◆ INFORMATION SHOWN:
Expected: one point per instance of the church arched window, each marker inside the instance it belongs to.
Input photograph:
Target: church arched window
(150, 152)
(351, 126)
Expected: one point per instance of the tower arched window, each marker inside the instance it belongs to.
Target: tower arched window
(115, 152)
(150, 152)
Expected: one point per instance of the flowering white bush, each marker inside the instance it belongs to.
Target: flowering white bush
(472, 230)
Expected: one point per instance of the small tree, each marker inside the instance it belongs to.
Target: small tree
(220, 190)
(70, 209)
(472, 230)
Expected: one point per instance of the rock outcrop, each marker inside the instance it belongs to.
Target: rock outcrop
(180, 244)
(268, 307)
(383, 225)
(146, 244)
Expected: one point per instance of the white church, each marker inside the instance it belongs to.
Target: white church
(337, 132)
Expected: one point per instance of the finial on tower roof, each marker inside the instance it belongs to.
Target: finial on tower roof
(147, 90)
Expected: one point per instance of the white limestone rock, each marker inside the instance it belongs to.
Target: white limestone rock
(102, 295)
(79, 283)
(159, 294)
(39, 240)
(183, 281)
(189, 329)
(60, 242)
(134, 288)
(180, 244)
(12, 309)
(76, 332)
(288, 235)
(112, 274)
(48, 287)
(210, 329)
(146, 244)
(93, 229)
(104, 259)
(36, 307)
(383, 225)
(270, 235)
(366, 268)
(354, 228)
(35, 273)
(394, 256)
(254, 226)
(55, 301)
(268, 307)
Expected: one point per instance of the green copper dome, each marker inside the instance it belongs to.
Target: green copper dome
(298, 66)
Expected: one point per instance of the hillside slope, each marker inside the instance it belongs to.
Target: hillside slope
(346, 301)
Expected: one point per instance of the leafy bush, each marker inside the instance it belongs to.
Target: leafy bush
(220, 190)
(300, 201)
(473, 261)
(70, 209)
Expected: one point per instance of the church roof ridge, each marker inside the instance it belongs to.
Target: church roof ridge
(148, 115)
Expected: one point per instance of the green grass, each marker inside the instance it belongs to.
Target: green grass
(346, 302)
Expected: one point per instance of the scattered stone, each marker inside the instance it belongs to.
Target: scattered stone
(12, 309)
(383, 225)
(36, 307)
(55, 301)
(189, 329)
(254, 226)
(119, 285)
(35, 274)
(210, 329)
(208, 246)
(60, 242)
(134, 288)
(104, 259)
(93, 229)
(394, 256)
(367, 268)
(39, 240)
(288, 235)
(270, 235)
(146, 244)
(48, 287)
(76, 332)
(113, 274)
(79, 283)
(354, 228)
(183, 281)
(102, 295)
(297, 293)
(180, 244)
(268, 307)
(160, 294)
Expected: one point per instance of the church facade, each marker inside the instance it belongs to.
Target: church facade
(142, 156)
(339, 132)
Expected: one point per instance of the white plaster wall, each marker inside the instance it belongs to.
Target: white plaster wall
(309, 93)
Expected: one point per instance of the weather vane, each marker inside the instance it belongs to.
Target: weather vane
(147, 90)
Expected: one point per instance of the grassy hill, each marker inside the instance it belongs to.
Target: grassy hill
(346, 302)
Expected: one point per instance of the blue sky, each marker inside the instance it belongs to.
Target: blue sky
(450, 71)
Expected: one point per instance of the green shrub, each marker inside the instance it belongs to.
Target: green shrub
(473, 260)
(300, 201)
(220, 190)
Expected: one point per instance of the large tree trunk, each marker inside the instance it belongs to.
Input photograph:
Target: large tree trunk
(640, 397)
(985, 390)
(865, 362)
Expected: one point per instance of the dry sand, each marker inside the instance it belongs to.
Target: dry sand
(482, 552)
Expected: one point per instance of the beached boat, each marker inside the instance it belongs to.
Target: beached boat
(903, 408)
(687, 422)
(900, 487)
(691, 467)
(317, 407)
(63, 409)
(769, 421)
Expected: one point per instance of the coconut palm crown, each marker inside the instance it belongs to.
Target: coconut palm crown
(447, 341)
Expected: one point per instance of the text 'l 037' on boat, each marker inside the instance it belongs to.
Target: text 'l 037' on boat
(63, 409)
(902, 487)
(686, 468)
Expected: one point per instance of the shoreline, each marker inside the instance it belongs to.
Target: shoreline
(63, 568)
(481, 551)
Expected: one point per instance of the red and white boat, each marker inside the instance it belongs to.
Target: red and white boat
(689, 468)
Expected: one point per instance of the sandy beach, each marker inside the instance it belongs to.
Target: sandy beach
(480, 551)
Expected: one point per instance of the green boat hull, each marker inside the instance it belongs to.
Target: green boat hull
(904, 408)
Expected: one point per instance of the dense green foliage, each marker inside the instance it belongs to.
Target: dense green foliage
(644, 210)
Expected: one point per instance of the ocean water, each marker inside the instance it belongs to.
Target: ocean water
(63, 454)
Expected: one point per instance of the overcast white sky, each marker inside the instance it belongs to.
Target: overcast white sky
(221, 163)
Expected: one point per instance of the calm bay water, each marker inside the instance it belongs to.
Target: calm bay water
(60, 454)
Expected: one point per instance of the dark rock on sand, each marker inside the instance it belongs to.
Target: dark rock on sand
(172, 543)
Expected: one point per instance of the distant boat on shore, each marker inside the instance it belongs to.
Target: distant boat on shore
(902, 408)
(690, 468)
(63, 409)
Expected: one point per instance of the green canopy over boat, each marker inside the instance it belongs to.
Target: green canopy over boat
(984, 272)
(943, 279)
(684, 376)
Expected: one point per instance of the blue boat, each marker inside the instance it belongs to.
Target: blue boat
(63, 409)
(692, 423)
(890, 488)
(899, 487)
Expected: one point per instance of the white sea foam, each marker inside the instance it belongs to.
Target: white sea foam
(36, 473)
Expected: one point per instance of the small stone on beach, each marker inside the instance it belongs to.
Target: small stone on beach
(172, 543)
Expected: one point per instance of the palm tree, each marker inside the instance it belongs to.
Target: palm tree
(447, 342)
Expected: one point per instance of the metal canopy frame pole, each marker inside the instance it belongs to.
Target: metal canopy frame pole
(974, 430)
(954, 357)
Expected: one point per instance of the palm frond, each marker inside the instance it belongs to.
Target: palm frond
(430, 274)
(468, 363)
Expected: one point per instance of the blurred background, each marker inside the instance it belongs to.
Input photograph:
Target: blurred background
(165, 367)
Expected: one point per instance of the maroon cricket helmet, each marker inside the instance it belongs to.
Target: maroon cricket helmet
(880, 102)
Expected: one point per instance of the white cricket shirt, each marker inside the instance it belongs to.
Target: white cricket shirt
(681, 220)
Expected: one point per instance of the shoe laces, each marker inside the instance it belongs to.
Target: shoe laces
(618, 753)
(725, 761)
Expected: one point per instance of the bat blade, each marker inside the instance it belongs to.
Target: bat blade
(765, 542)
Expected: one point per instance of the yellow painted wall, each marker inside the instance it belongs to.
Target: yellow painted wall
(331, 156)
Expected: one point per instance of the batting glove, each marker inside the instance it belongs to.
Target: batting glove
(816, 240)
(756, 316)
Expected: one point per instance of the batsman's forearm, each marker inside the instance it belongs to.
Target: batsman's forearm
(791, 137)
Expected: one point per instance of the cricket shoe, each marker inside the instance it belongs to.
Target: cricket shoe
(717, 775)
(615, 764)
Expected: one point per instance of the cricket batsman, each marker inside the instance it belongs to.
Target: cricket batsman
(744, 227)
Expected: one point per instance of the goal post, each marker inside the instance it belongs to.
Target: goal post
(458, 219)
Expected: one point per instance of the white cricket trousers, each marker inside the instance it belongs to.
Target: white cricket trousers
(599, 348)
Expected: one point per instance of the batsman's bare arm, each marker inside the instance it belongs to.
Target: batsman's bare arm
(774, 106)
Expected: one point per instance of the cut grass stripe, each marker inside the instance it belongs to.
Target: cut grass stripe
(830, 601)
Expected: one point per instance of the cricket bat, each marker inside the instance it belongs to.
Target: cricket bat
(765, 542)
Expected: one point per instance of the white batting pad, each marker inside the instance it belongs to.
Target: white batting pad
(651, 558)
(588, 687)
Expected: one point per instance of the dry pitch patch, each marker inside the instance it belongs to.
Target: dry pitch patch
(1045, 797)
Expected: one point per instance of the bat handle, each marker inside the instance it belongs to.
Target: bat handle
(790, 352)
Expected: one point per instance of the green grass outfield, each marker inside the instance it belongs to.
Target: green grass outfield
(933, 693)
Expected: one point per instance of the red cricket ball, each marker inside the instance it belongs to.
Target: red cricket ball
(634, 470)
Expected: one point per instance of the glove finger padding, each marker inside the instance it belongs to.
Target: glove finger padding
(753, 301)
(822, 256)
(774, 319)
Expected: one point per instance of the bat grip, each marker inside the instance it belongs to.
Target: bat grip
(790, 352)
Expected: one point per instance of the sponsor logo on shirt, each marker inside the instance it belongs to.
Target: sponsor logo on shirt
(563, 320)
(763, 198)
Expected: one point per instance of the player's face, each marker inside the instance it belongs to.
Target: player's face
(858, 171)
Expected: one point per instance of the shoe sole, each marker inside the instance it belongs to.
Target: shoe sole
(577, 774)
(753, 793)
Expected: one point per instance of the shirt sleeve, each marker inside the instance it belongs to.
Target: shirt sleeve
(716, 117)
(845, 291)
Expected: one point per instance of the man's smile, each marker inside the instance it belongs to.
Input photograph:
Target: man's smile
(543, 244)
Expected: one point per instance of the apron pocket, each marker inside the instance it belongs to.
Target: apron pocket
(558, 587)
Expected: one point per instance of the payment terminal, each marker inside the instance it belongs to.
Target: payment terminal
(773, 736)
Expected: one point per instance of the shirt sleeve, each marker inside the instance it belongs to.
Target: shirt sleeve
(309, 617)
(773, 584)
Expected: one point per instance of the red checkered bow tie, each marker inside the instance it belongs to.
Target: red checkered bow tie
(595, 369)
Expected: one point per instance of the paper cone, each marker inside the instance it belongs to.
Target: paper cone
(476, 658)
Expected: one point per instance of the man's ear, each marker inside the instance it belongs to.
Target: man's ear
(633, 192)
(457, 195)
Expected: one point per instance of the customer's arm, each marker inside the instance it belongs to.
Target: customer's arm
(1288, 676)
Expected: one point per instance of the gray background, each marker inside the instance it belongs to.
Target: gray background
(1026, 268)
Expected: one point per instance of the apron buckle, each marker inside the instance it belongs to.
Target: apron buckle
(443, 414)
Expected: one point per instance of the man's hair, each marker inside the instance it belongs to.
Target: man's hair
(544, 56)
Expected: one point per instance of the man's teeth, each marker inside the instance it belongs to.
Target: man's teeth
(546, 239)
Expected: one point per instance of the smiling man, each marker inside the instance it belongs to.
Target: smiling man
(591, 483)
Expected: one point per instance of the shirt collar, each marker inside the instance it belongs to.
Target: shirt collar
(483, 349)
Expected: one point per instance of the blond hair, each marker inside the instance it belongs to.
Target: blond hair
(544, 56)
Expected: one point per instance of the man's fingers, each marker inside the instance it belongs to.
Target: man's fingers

◆ ACTIVITY: Find every line in the records that uses the string "fingers", then copy it.

◆ THE ANSWER:
Expected: one point per instance of the man's fingers, each marker inside the instance it belongs to.
Target: man's fingers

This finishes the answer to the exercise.